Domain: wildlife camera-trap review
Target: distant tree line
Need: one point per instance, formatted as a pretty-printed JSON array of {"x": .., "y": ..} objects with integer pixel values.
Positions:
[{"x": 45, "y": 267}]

▸ Written exercise
Reproduce the listing above, substituting "ridge line" for "tree line" and leaving every other part untouched.

▸ Exercise output
Domain: wildlife camera-trap review
Target: distant ridge line
Need: one point per instance, formatted as a pretty-printed JSON array of {"x": .., "y": ..} objects with integer pixel values.
Positions:
[{"x": 45, "y": 267}]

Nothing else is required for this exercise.